> _Excerpted data_:
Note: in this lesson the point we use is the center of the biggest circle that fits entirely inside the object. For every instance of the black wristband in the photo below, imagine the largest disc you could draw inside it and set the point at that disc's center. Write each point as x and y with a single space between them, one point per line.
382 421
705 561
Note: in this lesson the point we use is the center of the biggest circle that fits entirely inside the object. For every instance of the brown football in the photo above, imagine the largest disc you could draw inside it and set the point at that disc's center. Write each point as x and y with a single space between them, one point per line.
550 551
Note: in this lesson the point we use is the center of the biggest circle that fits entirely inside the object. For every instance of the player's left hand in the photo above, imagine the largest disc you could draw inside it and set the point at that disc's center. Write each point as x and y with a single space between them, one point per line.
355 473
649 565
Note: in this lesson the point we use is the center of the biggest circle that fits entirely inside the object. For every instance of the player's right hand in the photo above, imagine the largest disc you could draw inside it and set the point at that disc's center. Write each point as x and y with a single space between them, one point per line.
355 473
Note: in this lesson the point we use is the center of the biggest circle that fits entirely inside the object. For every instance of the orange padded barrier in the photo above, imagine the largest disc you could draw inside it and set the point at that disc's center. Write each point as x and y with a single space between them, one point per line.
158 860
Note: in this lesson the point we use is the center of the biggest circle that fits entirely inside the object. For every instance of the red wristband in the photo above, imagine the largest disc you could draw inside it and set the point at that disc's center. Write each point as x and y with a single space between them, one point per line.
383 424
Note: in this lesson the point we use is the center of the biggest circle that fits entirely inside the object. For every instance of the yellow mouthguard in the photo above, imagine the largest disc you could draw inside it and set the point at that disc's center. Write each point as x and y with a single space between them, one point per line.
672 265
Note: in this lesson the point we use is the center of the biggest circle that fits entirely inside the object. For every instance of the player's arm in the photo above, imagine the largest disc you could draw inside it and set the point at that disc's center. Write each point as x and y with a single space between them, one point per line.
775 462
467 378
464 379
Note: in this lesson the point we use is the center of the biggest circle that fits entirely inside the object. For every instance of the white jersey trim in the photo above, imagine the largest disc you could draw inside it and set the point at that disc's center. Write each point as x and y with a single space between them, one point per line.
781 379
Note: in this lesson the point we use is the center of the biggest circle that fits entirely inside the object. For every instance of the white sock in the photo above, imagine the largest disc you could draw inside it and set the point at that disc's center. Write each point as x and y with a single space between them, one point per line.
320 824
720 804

> _What is asked_:
Render the listing above as a two-column CSV with the header instruction,coordinates and one row for every instruction in it, pairing each with its answer. Put each field in quotation marks and replace every line break inside a field with a space.

> _Answer for this exercise_:
instruction,coordinates
"Note: in this lesson the point we use is the center of the biggest circle that fits entirely inside the object. For every instance of the black wristband in the photo below, imagine the largest disc you could draw inside it and set the point at that disc's center. Write each point as x and y with a single space between them, one point per line.","382 421 705 561"
"Note: in this lesson the point we use is the center of the biggest circle that fits entirely inside the object. For every instance of the brown football in the photo above, imagine the largest disc you could draw inside it and set the point at that disc's center. Write each point as x and y with a single space between them, one point per line.","550 551"
"Note: in this lesson the point we use is the center of the biggest circle that fits entirely inside the object. For every instance of the player's left hand in the photo above, imagine the largest disc you could draw inside it and set the point at that disc's center. Write each point as x and y with a single space between them, one point per line.","355 473 649 565"
"Note: in this lesson the point we use is the center of the biggest circle that fits entirely inside the object. For every instance of the player's right hand in the photo above, imagine the largest disc you could draw inside it and set the point at that disc's center. Write each point as x and y with a single space between them, one point per line.","355 473"
"Note: in this lesson the point we use is the center of the biggest circle that fits entirely inside the object. For every instance of the orange padded barrier in the photo above, imagine the largest disc you could draw inside it and set the point at that disc's center. Write each point as x and y with a single space between them, one point per line.","158 860"
"Note: in this lesson the point we use is the center of the biggest circle that fits entirely inside the object. For every instance of the red wristband in the photo above, imagine the largest disc you could draw inside it and set the point at that disc's center. Write each point as x and y with a single space between them, one point per line.","383 424"
"Note: in this lesson the point we use is the center of the biggest circle that fits entirely inside the object. For every instance of the yellow mouthguard in the photo above, imagine the largest disc you could draw inside it and set the point at that disc's center. Write each point as x and y with a single space between them, one point per line.","672 265"
"Note: in this lesson the point we use is the center of the biggest circle that fits entirely inside the object. For every instance of the player's arm in the photo above, imagine the largest disc you could draw inside it and set the point at that disc's center. Write each point as x and y with a single space between them, one point per line.","775 462 467 378 464 379"
"Note: in this lesson the point we use is the center of the biggest circle that fits entirely inside the object. For every instance of the white jersey trim in the photo above, imagine the largest disc you could draw inside it and set the point at that disc's center. Write each point as x and y with a single space between them, one point per line.","781 379"
"Note: in this lesson the point we use is the center of the biggest circle that fits entirely inside the object. For every instance of the white sock in the photo above, imagine the largest disc you could draw inside it and set the point at that disc's center. Write each point as x and y with a single space between them, one point per line.","320 824 720 804"